_PROBLEMAS_:
a. Com base no texto sobre Álvaro de Campos, responda às perguntas seguintes:
(i) Em que cidade nasceu Álvaro de Campos?
(ii) Para que cidade foi mandado estudar Engenharia?
(iii) Em que revista e em que ano publicará Pessoa o «Ultimatum»?
b. Dê seguimento ao texto sobre Álvaro de Campos, a partir da última frase apresentada.

15 outubro 2025

Álvaro de Campos: "Aniversário", por Germana Tânger


© Américo Meira (in https://aopedaraia.blogspot.com/)
Álvaro de Campos segundo o traço de Almada Negreiros – pormenor das gravuras incisas no pórtico da Faculdade de Letras da Universidade de Lisboa, em 1961.


Álvaro de Campos nasceu em Tavira, a 15 de Outubro de 1890, à uma e meia da tarde. Frequentou o liceu em Portugal e teve um tio padre [beirão] que lhe ensinou latim. Foi mandado para Glasgow, na Escócia, para estudar Engenharia, primeiro Mecânica e depois Naval. Foi aí que se formou. Viajou muito pela Europa e numa viagem ao Oriente colheu inspiração para «Opiário», um poema irónico sobre temas decadentes: o transatlântico, o ópio, o exotismo.
Viveu em Lisboa sem exercer nenhuma profissão, dedicando-se completamente à literatura e às polémicas modernistas, intervindo também nos jornais a propósito de actualidades da vida política portuguesa, o que lhe atraiu algumas antipatias.
Foi o único dos heterónimos a frequentar Fernando Pessoa, segundo uma confidência do próprio Pessoa:

«A mim, pessoalmente, nenhum me conheceu, excepto Álvaro de Campos.»

Era um homem alto, de cabelo preto e liso, risca ao lado, monóculo. A sua figura lembra, não só nas atitudes como no porte, um certo tipo de dandy entediado e blasé.
Fernando Pessoa constrói com Álvaro de Campos a figura do perfeito vanguardista do século XX. Quando nasce, esta figura já se encontra na sua plena maturidade criativa de vanguardista e manifesta-se com uma arrebatada ode de sabor futurista e whitmaniano intitulada «Ode Triunfal». Aí se cantam ruidosamente os mitos e os gostos típicos do início do século passado: a máquina, a velocidade, a metrópole, a electricidade...
Álvaro de Campos manifesta uma modernolatria que é o carácter mais vistoso da sua personagem. Modernolatria que se traduz muitas vezes numa forte polémica ou agressividade em relação à tradição literária vigente, ao statu quo cultural, ao conformismo. É sem dúvida esta atitude que inspira o «Ultimatum», um violento manifesto literário de ruptura com a tradição e que Pessoa publicará, em 1917, na revista «Portugal Futurista».

_DADOS FORNECIDOS_:
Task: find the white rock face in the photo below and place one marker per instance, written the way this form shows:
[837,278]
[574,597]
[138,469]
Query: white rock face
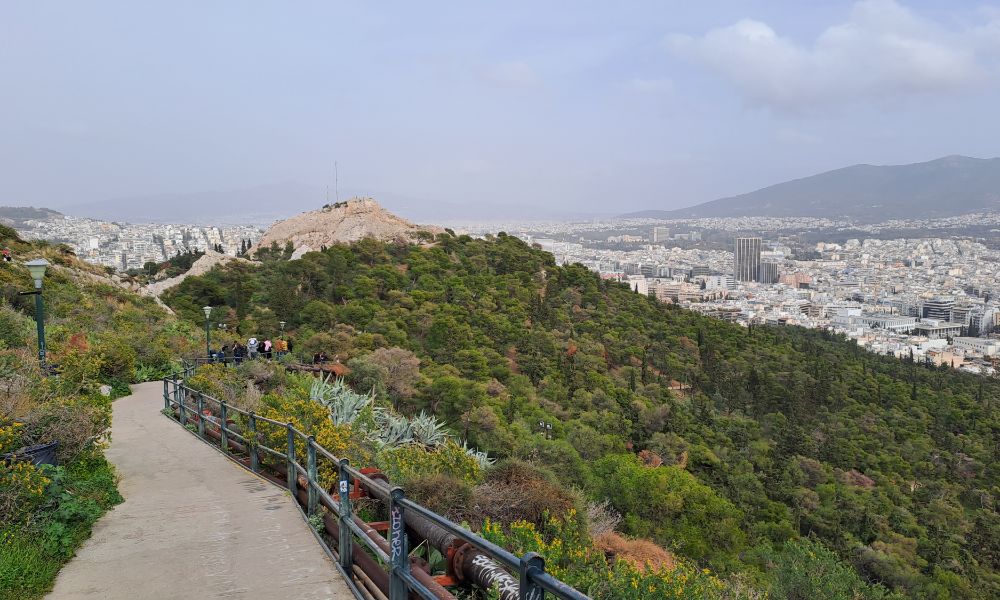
[200,267]
[351,221]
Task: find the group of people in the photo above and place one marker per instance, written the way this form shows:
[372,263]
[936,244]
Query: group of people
[253,350]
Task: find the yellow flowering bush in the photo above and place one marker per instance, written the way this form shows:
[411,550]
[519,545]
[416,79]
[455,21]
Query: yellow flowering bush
[571,557]
[403,463]
[311,418]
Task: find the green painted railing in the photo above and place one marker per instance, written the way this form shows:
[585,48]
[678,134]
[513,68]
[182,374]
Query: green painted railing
[531,583]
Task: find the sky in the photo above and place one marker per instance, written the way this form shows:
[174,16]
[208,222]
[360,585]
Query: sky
[467,109]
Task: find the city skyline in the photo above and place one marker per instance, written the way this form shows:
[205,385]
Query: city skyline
[651,106]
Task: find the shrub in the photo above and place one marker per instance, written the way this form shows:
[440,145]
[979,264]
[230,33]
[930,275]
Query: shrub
[405,463]
[441,493]
[573,558]
[515,490]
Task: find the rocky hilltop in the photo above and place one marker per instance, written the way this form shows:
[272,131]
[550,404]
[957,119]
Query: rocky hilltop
[343,223]
[201,266]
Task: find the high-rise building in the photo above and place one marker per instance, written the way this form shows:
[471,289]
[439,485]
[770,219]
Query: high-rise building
[768,272]
[746,259]
[937,308]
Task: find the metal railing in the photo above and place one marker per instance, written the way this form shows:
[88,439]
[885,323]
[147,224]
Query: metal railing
[490,564]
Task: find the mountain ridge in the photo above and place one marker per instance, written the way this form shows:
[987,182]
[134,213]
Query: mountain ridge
[949,186]
[343,222]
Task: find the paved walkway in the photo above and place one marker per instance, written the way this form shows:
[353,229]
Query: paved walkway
[193,524]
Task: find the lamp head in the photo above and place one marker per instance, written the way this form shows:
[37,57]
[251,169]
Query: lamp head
[37,269]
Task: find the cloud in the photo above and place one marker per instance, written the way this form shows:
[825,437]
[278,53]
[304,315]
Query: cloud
[513,74]
[794,136]
[883,50]
[650,86]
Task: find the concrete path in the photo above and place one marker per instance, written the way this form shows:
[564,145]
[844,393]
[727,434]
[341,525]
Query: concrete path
[193,524]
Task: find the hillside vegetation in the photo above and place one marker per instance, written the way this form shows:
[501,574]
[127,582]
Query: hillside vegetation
[99,335]
[786,457]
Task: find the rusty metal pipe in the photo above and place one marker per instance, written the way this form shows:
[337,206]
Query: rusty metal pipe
[470,564]
[332,526]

_PROBLEMAS RESOLVIDOS_:
a.
(i) Em Tavira.
(ii) Para Glasgow, na Escócia.
(iii) Na revista «Portugal Futurista», em 1917.

b.
O facto de utilizar um instrumento expressivo como o manifesto é já em si sintomático na caracterização de uma personagem como Álvaro de Campos. O manifesto é o instrumento privilegiado de declaração poética para as mais importantes vanguardas do século XX e Campos sigla pertencer à vanguarda mais ruidosa precisamente com o seu «Ultimatum».
Esta chave vanguardista pode ler-se também na maior composição de Campos, a «Ode Marítima», na qual se revisitam, em termos novecentescos, os grandes temas e os grandes motivos da história e do imaginário colectivo português.
Ora Fernando Pessoa querendo construir uma personagem mais completa e auto-suficiente cogita um antes para Álvaro de Campos. Com o poema «Opiário» que publica retrodatado, Pessoa inventa para Campos um passado de irónico decadente, de tardo-simbolista blasé, de burguês culto e entediado.
Tem-se todavia a impressão de que na sucessiva evolução da figura de Campos, a vontade de pessoana fique mais na sombra e as mudanças sejam intrínsecas à própria figura da personagem — a qual parece ter adquirido total autonomia. Não nos podemos esquecer que Campos foi o único heterónimo que misturou a sua vida à vida de Pessoa e que se permitiu até a intrusões na esfera privada do seu criador.
O exemplo mais desconcertante ocorre durante a história afectiva que Pessoa viveu com Ophélia Queiroz e durante a qual Campos pôs em prática interferências que são evidentes na correspondência trocada com Ophélia.

«Ex.ma Senhora D. Ophélia Queiroz:

Um abjecto e miserável indivíduo chamado Fernando Pessoa, meu particular e querido amigo, encarregou-me de comunicar a V. Ex.ª — considerando que o estado mental dele o impede de comunicar qualquer coisa, mesmo a uma ervilha seca — que V. Ex.ª está proibida de: pesar menos gramas, comer pouco, não dormir nada, ter febre, pensar no indivíduo em questão.
Pela minha parte, e como íntimo e sincero amigo que sou do meliante de cuja comunicação (com sacrifício) me encarrego, aconselho V. Ex.ª a pegar na imagem mental, que acaso tenha formado do indivíduo cuja citação está estragando este papel razoavelmente branco, e deitar essa imagem mental na pia, por ser materialmente impossível dar esse justo Destino à entidade fingidamente humana a quem ele competiria, se houvesse justiça no mundo.
Cumprimenta V. Ex.ª

Álvaro de Campos, Engenheiro Naval»

É evidente que esta intrusão se verifica no plano de uma ironia paradoxal, mas mesmo assim a coisa não deixa de nos espantar devido à sua ambiguidade.
Quanto à escrita, propriamente dita, de Álvaro de Campos é o heterónimo Ricardo Reis que a caracteriza:

«O que verdadeiramente Campos faz, quando escreve em verso, é escrever prosa ritmada com pausas maiores marcadas em certos pontos, para fins rítmicos, e esses pontos de pausa maior determina-os ele pelos fins dos versos.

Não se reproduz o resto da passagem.